Opgave a — Herschrijf alstublieft het deel van de lijst dat begint bij de regel met "Dataset curation step: class = exposed" en doorloopt tot en met het einde van de lijst, waarbij je "Examine" overal vervangt door "Inspect" en verder niets verandert. Laat de afbeeldingen weg uit je antwoord.

Documentfragment —
Het is nu haast niet meer voor te stellen, maar eind jaren ‘50 hadden wij op zo’n 50 (!) jongens zeggen en schrijven één gekleurde klasgenoot: Tinus Louis. Ik herinner me hem als een bijzonder aardige Indonesische jongen met een heel mooi taalgebruik (inclusief de voor ons Limburgers ongebruikelijke rollende rrrr) én …… prachtig witte tanden. Ik weet tegenwoordig niet meer wat van die twee aspecten het belangrijkst is. Dit laatste geldt trouwens ook voor een andere klasgenoot, Loeki Koch uit de Joost van den Vondelstraat. Niet direct een hoogvlieger, maar Loeki speelde met een soort Elvis-gitaar wél de sterren van de hemel!
Naast Tinus en Loeki zat ook Martin Swakhoven van de Holleweg bij mij in de klas. Tijdens een gymnastiekles gooide een broeder uit kwaadheid een massief houten oefenstok naar Martin. Wat toen gebeurde was voor mij een openbaring: Martin gooide die onmiddellijk per kerende post terug! Zó’n vorm van fysiek verzet had ik nog nooit in mijn weliswaar jonge leven meegemaakt. Het heeft mij onlangs niet verbaasd, dat je bij het googlen naar de naam Martin Swakhoven uitkomt bij allerlei sites van het Korps Mariniers. Mogelijk is voor Martin’s latere loopbaan de basis gelegd in de gymzaal van de Broederschool op Molenberg…
Vakantiewerk bij Philips Molenberg
Tot slot nog één van mijn herinneringen aan die goeie ouwe Molenberg. Ik zal een jaar of 15, 16 zijn geweest toen ik vakantiewerk mocht gaan doen bij ‘de Philips’ aan de Jan Campertstraat. Van heinde en verre kwamen hier ’s ochtends tientallen bussen aangereden met vooral veel jonge vrouwen.

Gegevens —

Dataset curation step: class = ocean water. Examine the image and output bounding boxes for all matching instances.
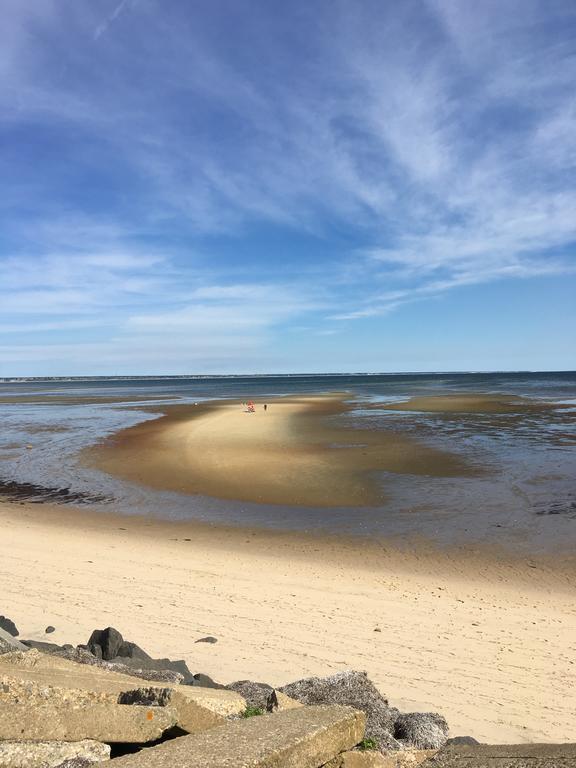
[0,372,576,553]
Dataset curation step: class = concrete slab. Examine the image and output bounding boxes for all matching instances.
[0,650,246,717]
[324,749,436,768]
[0,702,178,744]
[0,739,110,768]
[422,744,576,768]
[114,706,366,768]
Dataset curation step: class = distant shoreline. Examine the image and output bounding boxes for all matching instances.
[0,369,576,384]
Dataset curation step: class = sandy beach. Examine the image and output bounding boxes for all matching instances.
[0,503,576,743]
[84,393,483,507]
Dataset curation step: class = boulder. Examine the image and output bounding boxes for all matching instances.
[0,616,20,637]
[394,712,448,749]
[279,670,402,750]
[118,688,172,707]
[226,680,274,709]
[446,736,480,746]
[86,627,150,661]
[56,757,101,768]
[0,739,110,768]
[105,706,365,768]
[22,640,62,653]
[188,672,226,690]
[0,627,28,654]
[107,656,194,683]
[85,627,193,683]
[49,646,184,683]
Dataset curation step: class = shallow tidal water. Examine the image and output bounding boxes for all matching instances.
[0,373,576,553]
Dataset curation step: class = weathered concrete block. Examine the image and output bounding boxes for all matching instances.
[0,627,28,654]
[0,650,246,716]
[114,706,366,768]
[422,744,576,768]
[0,739,110,768]
[324,749,436,768]
[0,702,178,743]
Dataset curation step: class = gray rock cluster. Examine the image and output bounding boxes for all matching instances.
[279,671,448,751]
[0,616,460,768]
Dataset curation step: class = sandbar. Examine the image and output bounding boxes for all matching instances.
[82,394,484,507]
[369,392,570,414]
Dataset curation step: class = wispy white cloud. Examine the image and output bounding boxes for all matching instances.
[0,0,576,372]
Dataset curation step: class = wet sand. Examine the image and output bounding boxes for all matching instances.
[0,503,576,743]
[83,394,483,507]
[370,393,571,414]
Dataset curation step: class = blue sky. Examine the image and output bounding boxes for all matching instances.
[0,0,576,376]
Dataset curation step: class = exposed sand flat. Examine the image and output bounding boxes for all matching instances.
[370,393,568,413]
[84,395,482,507]
[0,504,576,743]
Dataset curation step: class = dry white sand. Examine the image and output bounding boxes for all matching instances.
[0,504,576,742]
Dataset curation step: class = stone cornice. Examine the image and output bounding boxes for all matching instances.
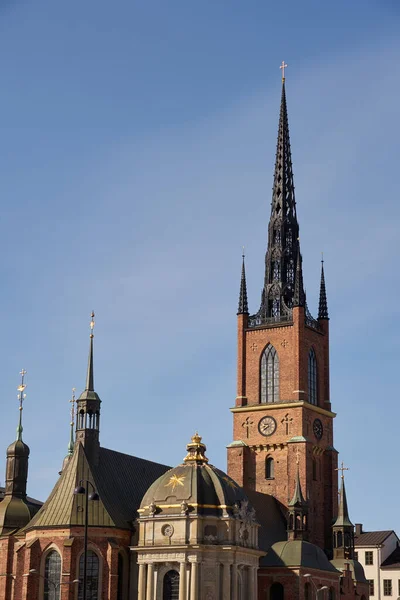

Opgave b — Wat gooide Martin Swakhoven volgens het documentfragment terug naar de broeder tijdens de gymnastiekles?

Uitgewerkt antwoord a —
Dataset curation step: class = exposed sand flat. Inspect the image and output bounding boxes for all matching instances.
[370,393,568,413]
[84,395,482,507]
[0,504,576,743]
Dataset curation step: class = dry white sand. Inspect the image and output bounding boxes for all matching instances.
[0,504,576,742]
Dataset curation step: class = stone cornice. Inspect the image and output bounding boxes for all matching instances.

Uitgewerkt antwoord b — Een massief houten oefenstok.